*DOCUMENT TEXT:*
Tensions are already running high in Noyo with opinion divided as to whether the construction of the cannery should be allowed to go ahead. However, once the humanoids begin decimating the locals in particularly grisly manners, it is required for opposing forces to set aside any differences and introduce some good-old fashioned community spirit to save the day. Enter pillar of the community Jim (Doug McClure), narrow-minded town bully Hank (Vic Morrow), spirited Native American Johnny Eagle (Anthony Penya) and Canco’s very own Dr. Susan Drake (Ann Turkel) and there is no shortage of bad blood between them. With the 93rd annual Salmon Festival looming large and the body count rapidly rising, things are perfectly poised for one helluva showdown.
In typical Corman style, every box is ticked and his three key ingredients are all present and correct. Frequent pyrotechnics light up the skies, male victims are promptly ventilated in all manner of imaginative ways, and beautiful women are stripped bare and violated uncomfortably. This blatant excess angered director Barbara Peeters and she was actually fired before shooting wrapped after opposing the amount of unnecessary nudity requested by Corman, leaving Jimmy T. Murakami to finish what she started. If there was friction, then it doesn’t show in the end product and its lean 80 minutes motor past like rocket-propelled driftwood.

*USING THE INFORMATION:*
1. Can you return everything in the film review from "In typical Corman" down to "like rocket-propelled driftwood."?
2. Could you take the film review further, picking up right after its final sentence?
The recorded data isn't needed for any of this.

Recorded data:

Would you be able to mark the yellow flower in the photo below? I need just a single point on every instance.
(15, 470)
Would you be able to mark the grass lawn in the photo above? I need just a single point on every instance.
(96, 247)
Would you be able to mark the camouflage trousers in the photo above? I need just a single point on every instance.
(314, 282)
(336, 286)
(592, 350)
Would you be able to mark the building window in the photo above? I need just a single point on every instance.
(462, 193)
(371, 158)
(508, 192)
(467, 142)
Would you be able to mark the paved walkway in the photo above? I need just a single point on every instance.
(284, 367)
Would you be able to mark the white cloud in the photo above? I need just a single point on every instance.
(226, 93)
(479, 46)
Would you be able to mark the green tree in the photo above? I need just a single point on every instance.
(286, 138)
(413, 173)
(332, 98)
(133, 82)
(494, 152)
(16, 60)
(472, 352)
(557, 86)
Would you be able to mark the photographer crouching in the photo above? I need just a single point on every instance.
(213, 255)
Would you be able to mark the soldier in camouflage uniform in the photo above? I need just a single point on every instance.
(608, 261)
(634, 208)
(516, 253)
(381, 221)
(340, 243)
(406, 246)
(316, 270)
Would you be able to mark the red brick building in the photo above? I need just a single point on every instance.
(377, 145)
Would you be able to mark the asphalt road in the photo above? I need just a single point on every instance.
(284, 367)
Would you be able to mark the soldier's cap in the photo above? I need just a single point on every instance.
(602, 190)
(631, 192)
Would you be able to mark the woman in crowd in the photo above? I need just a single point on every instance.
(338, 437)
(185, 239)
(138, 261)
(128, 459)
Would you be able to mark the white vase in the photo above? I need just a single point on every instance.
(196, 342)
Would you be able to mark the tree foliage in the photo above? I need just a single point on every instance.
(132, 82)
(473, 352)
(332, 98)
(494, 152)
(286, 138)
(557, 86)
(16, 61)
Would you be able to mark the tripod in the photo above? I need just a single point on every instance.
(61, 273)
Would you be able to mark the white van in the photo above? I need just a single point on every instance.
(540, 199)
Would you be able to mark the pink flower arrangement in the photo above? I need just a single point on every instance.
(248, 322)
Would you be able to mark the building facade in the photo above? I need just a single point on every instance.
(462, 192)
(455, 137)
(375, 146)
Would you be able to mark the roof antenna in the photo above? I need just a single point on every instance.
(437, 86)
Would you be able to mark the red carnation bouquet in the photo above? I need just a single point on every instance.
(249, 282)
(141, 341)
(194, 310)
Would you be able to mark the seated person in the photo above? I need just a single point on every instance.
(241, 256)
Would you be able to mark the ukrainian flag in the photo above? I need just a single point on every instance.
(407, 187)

*SOLVED TASKS:*
1.
In typical Corman style, every box is ticked and his three key ingredients are all present and correct. Frequent pyrotechnics light up the skies, male victims are promptly ventilated in all manner of imaginative ways, and beautiful women are stripped bare and violated uncomfortably. This blatant excess angered director Barbara Peeters and she was actually fired before shooting wrapped after opposing the amount of unnecessary nudity requested by Corman, leaving Jimmy T. Murakami to finish what she started. If there was friction, then it doesn’t show in the end product and its lean 80 minutes motor past like rocket-propelled driftwood.

2.
Where Rob Bottin’s scaly humanoid creations are concerned, a hefty pinch of salt is required as they belong very much in B-movie territory and require a stretch of the imagination to take at all seriously. Like the creatures of fifties features that clearly inspired their design, they amount to little more than men in rubber suits although much attention is paid to supplying them with long, lecherous limbs and rows of razor-sharp snapping teeth to assist in selling their authenticity. Like any good monster movie worth its salt, they remain ambiguous until around the halfway mark but, once their identity is shared with the audience, any subtlety goes straight out the window and seaweed is lobbed about with gay abandon.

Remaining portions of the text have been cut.